Rewrite the film review between "The first time" and "before heard of!", inclusive, using "movie" in place of "film".

-- Start of DOCUMENT TEXT --

The first time I saw this film about 9 years back, I was totally rapt. So today when I picked this film, it was with a happy expectation of a treat. I was not disappointed. If anything, the film seemed even more enthralling this time. It’s just marvellous in every way!!
for what shall I wield a dagger, O Lord?
what can I pluck it out of
or plunge it into
when you are all the world?
Devara Dasimayya, 10th century Indian poet-saint
The film grabs me straight from this quote in the opening credits. This is my personal Weltanschauung, my world view, in a nutshell. I am amazed that it came out of the mind of a 10th century thinker whom I had never before heard of!
Meenakshi (Konkana Sen) is a young Tamil Brahmin woman with a small child who is travelling to her in-laws’ home from her parents’ home in the forests. Raja (Rahul Bose) is a wild-life photographer returning to the city after completing a project. Protective parents and a mutual acquaintance results in Raja promising to look after Meenakshi on the journey.
Thus we enter this microcosmic world within a bus. This world is interesting and varied, just as our real world is. There is a couple canoodling under a blanket, a group of young adults singing noisily, an older Sikh man worrying about personal matters, an old Muslim couple enjoying gentle companionship, a bad tempered spinster, a drinking and bridge-playing group of men (1 heart, 2 spade, pass – how did it end? I am side-tracked..), a mother travelling with her intellectually challenged teen and so on.
In this little ecosystem, an un-namable relationship develops between Meenakshi and Raja. I like it that they are travelling from hill-country to the plains, perhaps an analogy for being in between two worlds, in no-man’s land as it were. They are stopped at an unpassable road. We join the passengers in getting off the bus to view this beautiful and isolated world. A sense of unreality descends. In this world, anything can happen – and does. The bus has wandered into an area rocked by communal violence and today it is the Hindus wanting Muslim blood.

-- End of DOCUMENT TEXT --
-- Start of INFORMATION SHOWN --

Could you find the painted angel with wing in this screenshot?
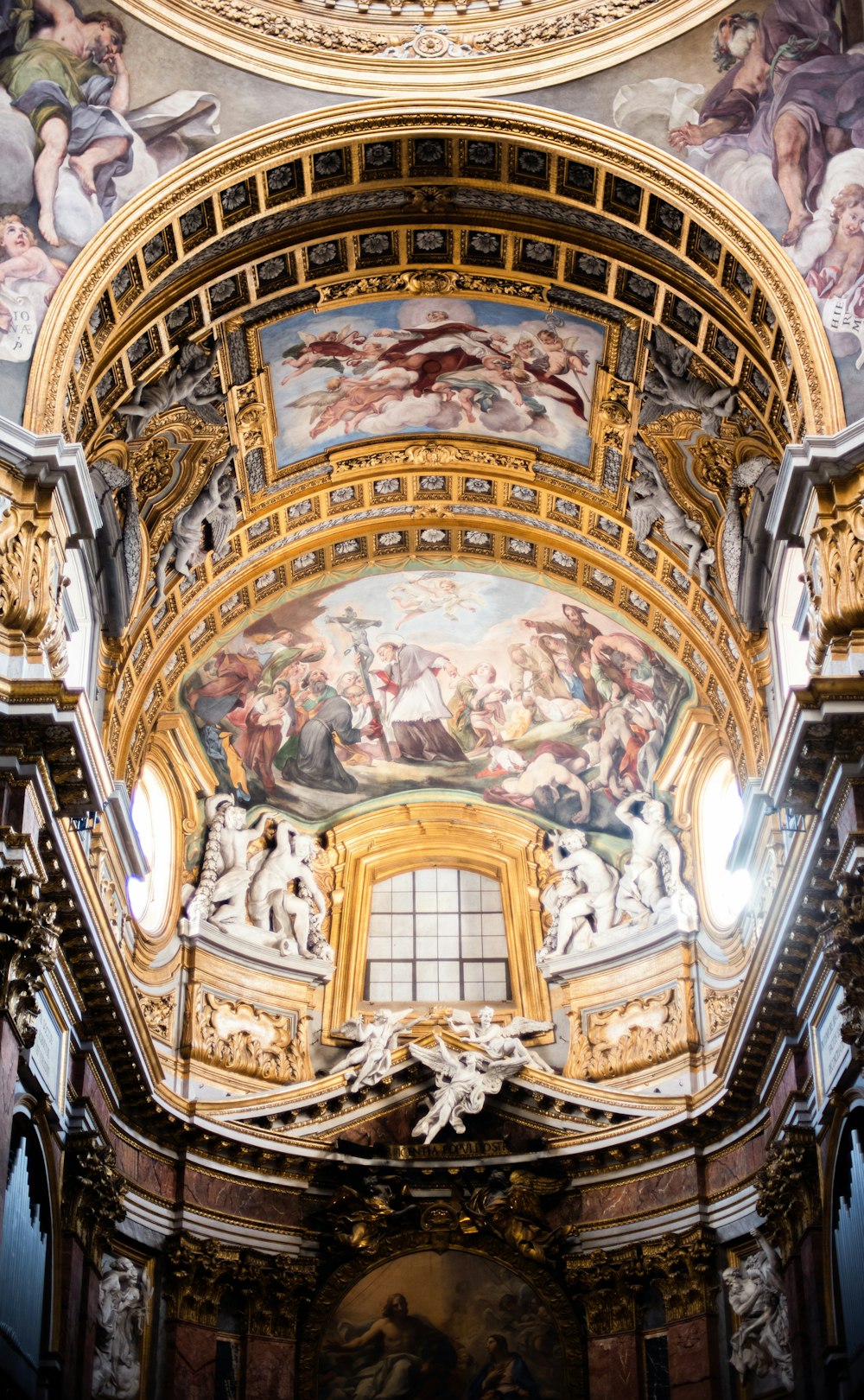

-- End of INFORMATION SHOWN --

▸ **THE COMPLETED TASK**:
The first time I saw this movie about 9 years back, I was totally rapt. So today when I picked this movie, it was with a happy expectation of a treat. I was not disappointed. If anything, the movie seemed even more enthralling this time. It’s just marvellous in every way!!
for what shall I wield a dagger, O Lord?
what can I pluck it out of
or plunge it into
when you are all the world?
Devara Dasimayya, 10th century Indian poet-saint
The movie grabs me straight from this quote in the opening credits. This is my personal Weltanschauung, my world view, in a nutshell. I am amazed that it came out of the mind of a 10th century thinker whom I had never before heard of!